Photo-based referring expression data:
* * * *
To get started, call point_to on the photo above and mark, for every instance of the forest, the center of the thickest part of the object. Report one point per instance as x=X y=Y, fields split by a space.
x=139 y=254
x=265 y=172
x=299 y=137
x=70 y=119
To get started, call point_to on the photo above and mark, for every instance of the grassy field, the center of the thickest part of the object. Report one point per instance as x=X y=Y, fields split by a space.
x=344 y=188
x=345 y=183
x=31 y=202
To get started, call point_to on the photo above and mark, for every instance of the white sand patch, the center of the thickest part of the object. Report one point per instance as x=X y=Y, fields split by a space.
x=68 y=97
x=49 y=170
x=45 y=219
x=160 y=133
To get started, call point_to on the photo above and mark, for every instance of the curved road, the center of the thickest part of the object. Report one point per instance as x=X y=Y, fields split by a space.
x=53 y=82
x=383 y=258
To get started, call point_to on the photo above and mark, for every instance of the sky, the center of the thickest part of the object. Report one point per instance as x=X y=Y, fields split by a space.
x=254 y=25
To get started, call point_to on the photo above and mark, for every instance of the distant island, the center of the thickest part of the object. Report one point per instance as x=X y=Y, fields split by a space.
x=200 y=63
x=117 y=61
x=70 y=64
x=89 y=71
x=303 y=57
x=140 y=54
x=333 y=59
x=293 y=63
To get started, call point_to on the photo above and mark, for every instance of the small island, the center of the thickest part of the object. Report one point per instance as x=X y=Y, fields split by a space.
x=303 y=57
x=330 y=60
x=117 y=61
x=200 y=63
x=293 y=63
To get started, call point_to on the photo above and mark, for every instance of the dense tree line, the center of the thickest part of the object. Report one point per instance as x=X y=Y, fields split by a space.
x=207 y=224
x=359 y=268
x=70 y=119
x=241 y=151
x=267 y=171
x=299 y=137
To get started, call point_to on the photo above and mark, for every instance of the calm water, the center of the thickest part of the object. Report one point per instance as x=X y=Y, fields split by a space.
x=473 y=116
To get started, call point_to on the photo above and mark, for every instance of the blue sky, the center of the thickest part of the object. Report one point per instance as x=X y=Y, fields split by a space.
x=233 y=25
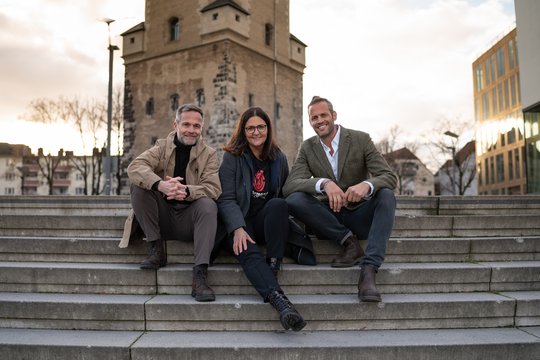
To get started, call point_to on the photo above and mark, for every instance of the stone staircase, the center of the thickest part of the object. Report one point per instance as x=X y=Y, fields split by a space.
* * * *
> [Task statement]: Only the text of the records is to be reproduced exactly; skip the pictures.

> [Task response]:
To get started, call point_to on the photo above and mark, for every instance of the forest, the center of the thickest part of the object. Report one point per instance as x=X y=Y, fields split by a space.
x=139 y=254
x=265 y=172
x=299 y=137
x=70 y=119
To get started, call point_to on the photo above and mark, for every instance of the grassy field, the center of the thickest part of the object. Report one point per instance as x=X y=Y, fields split by a space.
x=344 y=188
x=345 y=183
x=31 y=202
To get started, call point_to on the photo above and mark, for every instance of the white sand patch, the center of the thickest part of the object. Report one point per instance as x=X y=Y, fields split by a space.
x=68 y=97
x=49 y=170
x=45 y=219
x=160 y=133
To get started, call point_to on the photo above and mark, for every instance of the curved road, the center of the thickest part of the object. Report one point per instance as x=X y=Y, fields split by a space.
x=53 y=82
x=383 y=258
To get started, call point_to on the photo above and mark, for every instance of the sky, the center of the thickest part of the object. Report one point per instance as x=X y=Y, fields split by a space.
x=254 y=25
To get started, call point_to on the photo above and mark, for every instance of the distant island, the center of the thickest part of the object. Report one point per instance as x=X y=Y, fields split by a space.
x=200 y=63
x=117 y=61
x=70 y=64
x=89 y=71
x=303 y=57
x=140 y=54
x=333 y=59
x=293 y=63
To get started, call point_to on the photo above and mark, for every instance of the small island, the center of the thickest part of the object. Report one point per instance as x=X y=Y, fields split by a space.
x=303 y=57
x=330 y=60
x=117 y=61
x=200 y=63
x=293 y=63
To get started, call point_to on the photo above and mark, for every instance of the dense tree line, the center of the thickest part of the object. Report one point per instance as x=X y=Y, fields split by a space.
x=207 y=224
x=359 y=268
x=70 y=119
x=241 y=151
x=267 y=171
x=299 y=137
To get started, call point_to on the photo above and mark, for every instance of the calm water, the center of the thickest part of the object. Report one point per instance as x=X y=Y, fields split by a space.
x=473 y=116
To get started, call point_to on the photo above and mark, for every instance of the blue sky, the center of the thickest part of the object. Report one point per instance as x=X y=Y, fields split by a space.
x=233 y=25
To get started, call point_to on the photo above and mark, for every instance of the stone staircase, the center of the thickest part of the object. Report one point per instance as x=X y=Y, fields split by a space.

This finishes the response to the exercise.